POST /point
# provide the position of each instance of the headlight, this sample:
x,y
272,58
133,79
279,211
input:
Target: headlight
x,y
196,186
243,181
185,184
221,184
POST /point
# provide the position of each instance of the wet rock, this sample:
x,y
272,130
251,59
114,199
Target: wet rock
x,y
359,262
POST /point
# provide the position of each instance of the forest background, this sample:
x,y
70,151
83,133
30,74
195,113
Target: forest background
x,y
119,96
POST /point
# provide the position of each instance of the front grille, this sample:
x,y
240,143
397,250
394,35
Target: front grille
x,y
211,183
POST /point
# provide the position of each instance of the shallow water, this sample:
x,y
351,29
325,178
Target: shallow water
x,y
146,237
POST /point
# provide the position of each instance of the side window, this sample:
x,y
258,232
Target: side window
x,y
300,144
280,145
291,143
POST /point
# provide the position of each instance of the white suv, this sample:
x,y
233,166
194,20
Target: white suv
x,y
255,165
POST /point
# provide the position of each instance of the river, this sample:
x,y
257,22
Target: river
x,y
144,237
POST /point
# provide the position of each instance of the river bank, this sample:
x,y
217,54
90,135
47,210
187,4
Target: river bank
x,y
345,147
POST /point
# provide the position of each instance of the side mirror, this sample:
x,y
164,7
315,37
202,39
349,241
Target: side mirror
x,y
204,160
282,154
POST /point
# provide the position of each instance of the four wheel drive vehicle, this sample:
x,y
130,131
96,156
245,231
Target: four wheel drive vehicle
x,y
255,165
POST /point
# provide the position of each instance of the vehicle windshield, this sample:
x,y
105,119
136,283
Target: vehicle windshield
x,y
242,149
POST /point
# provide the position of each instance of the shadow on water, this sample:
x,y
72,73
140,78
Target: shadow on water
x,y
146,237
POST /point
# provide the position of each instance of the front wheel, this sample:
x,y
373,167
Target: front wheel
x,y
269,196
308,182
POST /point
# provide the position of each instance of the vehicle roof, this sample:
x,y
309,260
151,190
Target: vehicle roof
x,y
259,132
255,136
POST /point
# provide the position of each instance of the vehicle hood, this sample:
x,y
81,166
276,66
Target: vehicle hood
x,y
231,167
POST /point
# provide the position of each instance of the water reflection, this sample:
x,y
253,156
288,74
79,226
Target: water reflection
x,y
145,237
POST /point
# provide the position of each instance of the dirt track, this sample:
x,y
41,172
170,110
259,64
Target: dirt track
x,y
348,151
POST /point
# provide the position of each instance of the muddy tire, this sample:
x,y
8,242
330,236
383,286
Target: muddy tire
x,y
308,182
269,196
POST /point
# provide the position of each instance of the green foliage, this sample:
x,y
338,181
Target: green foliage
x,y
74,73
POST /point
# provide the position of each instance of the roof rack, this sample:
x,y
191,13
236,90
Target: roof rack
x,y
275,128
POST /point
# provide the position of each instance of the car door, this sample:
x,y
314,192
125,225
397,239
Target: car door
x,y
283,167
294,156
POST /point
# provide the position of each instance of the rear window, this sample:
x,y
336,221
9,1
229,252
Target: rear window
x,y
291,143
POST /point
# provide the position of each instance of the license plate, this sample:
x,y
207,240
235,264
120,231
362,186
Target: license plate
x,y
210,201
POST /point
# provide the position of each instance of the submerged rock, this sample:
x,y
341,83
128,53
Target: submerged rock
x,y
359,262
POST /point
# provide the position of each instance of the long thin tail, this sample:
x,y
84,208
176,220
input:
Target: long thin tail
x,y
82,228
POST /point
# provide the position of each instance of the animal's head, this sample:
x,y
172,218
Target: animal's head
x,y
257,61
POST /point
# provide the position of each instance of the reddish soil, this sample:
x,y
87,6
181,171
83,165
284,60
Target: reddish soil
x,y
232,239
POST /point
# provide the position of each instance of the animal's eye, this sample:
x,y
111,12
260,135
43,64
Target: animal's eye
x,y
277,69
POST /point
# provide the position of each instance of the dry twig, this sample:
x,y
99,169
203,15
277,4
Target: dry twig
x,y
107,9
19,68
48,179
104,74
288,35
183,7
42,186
- - - - -
**Task:**
Identify each line in the records above that contains the string "windshield", and copy those lines. Matching is case-sensitive.

**Answer in full:**
# provide the position of each instance of the vehicle windshield, this sample:
Target: vehicle windshield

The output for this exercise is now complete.